* SHORT TASK
How many lines of the material below contain the word "roof"? Case counts; give only the number.
* BEGIN MATERIAL PROVIDED *
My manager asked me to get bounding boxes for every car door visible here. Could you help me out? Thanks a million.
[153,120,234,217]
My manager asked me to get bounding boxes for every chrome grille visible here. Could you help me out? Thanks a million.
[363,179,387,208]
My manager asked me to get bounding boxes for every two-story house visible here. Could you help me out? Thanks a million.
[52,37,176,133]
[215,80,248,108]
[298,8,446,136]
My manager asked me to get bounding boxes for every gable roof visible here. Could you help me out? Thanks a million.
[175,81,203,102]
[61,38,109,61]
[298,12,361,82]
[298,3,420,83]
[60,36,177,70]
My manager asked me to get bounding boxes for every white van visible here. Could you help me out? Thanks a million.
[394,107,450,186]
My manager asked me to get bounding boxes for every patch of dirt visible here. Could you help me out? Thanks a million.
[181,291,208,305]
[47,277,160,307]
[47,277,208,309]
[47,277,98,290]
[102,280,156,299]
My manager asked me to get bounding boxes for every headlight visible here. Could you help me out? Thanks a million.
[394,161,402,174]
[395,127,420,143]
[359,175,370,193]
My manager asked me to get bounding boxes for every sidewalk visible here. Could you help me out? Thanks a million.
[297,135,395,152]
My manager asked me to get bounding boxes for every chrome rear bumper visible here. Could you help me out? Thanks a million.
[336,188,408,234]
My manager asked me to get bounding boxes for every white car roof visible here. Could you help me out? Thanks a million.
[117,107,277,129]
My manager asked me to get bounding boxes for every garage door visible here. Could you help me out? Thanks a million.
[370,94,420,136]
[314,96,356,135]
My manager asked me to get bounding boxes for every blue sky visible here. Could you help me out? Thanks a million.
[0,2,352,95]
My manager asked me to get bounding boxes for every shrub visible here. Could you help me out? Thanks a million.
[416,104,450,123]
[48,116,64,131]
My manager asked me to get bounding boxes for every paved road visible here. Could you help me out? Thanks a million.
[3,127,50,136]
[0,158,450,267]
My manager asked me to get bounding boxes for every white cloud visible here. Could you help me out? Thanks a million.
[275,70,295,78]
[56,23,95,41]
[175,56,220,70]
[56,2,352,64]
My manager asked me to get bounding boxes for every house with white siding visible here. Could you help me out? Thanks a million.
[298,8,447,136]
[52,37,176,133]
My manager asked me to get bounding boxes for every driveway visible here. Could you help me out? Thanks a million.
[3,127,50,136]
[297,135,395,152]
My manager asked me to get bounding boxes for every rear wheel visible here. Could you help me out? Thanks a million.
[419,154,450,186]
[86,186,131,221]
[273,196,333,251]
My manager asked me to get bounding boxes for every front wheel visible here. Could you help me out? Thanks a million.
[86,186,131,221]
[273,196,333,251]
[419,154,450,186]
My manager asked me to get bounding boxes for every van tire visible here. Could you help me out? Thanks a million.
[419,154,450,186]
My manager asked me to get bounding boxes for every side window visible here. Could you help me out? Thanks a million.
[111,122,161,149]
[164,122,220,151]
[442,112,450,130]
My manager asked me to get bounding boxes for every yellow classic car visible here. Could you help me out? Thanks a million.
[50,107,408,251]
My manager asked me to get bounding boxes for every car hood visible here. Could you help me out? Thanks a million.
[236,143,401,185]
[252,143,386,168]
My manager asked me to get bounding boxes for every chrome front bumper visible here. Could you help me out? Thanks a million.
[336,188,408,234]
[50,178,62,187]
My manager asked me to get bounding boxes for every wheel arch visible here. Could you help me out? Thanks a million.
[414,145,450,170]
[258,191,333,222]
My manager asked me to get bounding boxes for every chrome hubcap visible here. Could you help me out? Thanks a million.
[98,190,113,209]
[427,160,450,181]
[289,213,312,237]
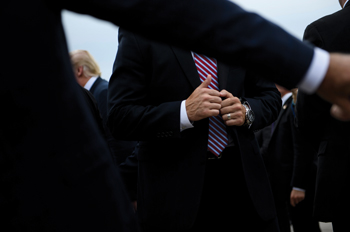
* END MATERIAL PROVIDED *
* COMPLETE RESPONSE
2